*SUPPLIED MATERIAL*

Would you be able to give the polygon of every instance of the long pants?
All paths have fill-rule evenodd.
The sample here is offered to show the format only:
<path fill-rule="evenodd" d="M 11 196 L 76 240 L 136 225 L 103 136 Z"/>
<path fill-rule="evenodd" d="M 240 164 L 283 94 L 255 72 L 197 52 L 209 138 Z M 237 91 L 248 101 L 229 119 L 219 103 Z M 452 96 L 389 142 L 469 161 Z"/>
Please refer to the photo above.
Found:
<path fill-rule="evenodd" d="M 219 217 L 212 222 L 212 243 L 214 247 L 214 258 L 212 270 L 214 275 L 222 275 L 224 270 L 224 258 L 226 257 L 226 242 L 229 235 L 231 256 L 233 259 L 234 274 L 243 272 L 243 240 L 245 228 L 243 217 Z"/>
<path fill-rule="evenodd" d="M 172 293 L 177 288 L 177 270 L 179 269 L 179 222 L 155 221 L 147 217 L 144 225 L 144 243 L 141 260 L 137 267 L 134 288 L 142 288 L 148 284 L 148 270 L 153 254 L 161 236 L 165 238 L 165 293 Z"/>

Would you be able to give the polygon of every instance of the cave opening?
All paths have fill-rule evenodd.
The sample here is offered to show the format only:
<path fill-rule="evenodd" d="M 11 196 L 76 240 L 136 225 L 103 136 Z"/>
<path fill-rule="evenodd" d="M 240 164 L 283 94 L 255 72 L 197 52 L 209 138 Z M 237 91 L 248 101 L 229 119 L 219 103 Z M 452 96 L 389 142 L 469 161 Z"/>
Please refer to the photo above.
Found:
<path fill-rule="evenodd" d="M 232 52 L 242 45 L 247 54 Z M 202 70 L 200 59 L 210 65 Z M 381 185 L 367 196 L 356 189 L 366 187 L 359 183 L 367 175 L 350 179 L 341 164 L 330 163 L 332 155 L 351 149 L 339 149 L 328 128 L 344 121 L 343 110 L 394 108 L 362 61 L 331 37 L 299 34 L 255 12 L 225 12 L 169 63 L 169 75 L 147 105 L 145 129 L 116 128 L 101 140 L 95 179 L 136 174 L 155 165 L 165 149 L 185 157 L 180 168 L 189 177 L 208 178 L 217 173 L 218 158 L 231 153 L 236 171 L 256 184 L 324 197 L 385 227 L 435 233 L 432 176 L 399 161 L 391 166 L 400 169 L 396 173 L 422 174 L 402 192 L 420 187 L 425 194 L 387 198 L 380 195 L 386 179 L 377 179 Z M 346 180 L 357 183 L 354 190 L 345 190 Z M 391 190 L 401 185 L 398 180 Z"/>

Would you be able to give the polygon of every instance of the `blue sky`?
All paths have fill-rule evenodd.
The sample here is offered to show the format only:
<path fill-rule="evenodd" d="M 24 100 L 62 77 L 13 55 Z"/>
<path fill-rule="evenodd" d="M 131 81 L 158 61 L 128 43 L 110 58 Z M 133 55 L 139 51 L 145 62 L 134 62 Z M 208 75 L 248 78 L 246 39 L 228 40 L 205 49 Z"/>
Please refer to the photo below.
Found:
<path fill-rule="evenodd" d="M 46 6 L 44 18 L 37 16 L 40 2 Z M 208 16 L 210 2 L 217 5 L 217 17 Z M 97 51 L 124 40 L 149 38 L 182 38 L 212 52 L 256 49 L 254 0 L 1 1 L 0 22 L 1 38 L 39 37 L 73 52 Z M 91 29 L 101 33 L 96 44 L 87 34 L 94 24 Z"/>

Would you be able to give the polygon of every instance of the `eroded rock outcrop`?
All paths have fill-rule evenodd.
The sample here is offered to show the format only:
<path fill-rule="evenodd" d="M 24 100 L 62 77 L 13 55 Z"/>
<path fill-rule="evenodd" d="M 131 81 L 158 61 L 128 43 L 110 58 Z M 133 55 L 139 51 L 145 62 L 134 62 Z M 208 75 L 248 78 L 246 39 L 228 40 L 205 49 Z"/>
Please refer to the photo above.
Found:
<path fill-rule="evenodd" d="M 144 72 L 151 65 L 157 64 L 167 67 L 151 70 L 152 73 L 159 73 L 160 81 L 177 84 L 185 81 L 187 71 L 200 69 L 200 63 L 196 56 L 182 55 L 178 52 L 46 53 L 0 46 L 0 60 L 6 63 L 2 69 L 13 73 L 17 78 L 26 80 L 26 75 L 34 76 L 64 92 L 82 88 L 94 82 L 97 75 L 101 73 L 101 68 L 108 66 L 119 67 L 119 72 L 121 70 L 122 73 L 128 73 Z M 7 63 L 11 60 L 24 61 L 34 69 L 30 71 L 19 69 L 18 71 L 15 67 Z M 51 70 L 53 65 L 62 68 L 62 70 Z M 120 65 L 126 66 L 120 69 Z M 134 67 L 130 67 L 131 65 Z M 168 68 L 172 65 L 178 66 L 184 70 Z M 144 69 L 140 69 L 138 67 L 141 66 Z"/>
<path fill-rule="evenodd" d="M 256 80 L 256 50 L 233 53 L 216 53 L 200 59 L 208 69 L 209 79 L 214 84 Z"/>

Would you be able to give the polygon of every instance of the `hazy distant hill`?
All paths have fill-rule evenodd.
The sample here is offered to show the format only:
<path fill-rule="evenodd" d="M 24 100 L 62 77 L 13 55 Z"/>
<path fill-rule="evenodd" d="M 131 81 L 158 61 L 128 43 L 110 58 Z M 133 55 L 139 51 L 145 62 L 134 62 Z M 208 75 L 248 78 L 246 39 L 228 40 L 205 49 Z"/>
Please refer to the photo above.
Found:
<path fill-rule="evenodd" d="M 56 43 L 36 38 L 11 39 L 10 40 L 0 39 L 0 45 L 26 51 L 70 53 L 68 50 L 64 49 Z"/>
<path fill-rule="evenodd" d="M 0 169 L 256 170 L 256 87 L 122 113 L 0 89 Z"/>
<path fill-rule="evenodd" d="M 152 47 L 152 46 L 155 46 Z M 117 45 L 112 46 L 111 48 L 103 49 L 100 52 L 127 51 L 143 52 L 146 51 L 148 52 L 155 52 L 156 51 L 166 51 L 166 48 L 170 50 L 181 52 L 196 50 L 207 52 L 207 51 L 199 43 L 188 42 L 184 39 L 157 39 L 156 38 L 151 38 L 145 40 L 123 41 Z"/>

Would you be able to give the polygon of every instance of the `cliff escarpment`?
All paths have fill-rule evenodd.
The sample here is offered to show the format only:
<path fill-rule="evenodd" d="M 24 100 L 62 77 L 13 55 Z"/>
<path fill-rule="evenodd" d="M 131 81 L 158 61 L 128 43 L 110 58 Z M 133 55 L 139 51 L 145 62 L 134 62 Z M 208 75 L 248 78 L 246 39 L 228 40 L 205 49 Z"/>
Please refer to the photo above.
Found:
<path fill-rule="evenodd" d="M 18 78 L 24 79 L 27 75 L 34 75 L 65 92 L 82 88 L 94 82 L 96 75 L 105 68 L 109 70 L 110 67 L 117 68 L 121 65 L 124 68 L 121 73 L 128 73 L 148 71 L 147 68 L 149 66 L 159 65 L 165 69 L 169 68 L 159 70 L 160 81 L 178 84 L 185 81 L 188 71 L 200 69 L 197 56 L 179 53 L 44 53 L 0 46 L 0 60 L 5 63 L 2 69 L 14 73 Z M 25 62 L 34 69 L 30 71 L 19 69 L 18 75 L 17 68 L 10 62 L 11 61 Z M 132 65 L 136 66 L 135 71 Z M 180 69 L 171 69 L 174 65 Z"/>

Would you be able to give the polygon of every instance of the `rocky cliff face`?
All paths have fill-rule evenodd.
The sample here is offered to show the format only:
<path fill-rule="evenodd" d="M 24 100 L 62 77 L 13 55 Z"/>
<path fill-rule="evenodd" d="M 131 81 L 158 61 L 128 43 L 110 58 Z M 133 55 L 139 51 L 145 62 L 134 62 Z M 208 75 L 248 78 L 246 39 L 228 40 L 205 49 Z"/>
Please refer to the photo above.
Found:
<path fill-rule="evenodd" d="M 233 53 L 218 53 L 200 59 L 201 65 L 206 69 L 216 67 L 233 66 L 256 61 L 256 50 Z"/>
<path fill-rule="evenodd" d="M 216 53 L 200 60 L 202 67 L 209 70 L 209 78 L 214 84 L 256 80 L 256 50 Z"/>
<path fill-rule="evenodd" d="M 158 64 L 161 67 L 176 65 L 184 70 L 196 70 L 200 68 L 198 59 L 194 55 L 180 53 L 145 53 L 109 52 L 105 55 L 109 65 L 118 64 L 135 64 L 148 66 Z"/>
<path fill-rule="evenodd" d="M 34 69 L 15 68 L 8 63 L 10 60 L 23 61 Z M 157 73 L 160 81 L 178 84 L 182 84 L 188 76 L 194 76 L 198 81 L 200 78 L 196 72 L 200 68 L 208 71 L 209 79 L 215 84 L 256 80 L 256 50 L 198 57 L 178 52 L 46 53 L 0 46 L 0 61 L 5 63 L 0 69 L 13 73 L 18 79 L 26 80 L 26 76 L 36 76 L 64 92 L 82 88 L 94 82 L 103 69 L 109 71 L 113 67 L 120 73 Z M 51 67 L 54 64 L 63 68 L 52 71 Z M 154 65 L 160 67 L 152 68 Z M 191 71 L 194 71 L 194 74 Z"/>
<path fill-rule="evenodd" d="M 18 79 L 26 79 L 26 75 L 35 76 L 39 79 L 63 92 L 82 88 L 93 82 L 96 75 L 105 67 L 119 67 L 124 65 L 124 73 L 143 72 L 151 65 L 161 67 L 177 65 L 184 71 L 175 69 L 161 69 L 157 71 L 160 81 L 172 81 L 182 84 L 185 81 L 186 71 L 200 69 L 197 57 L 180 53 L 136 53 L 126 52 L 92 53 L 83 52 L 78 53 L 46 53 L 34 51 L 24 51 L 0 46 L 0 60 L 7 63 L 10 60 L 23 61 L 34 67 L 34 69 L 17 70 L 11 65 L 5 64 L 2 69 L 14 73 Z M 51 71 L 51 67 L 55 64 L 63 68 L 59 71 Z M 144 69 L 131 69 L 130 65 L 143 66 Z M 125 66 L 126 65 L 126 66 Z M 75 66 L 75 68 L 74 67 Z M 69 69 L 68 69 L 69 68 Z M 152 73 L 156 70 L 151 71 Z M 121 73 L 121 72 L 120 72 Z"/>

*INSTRUCTION*
Reproduce the part that opens at the start of the items and closes with the line containing "219 217 L 212", changing "long pants" to "trousers" and leaving all else as it is.

*FULL OUTPUT*
Would you be able to give the polygon of every instance of the trousers?
All paths have fill-rule evenodd.
The sample here is offered to show the format only:
<path fill-rule="evenodd" d="M 11 196 L 76 240 L 136 225 L 103 136 Z"/>
<path fill-rule="evenodd" d="M 240 164 L 283 94 L 255 72 L 197 52 L 209 138 Z M 237 91 L 248 101 L 229 119 L 219 103 Z M 452 96 L 389 142 L 469 161 Z"/>
Please refer to the photo above.
Found:
<path fill-rule="evenodd" d="M 219 217 L 212 222 L 212 243 L 214 247 L 214 258 L 212 270 L 214 275 L 222 275 L 224 270 L 224 258 L 226 257 L 226 242 L 229 235 L 231 256 L 233 259 L 234 274 L 243 272 L 243 240 L 245 228 L 243 217 Z"/>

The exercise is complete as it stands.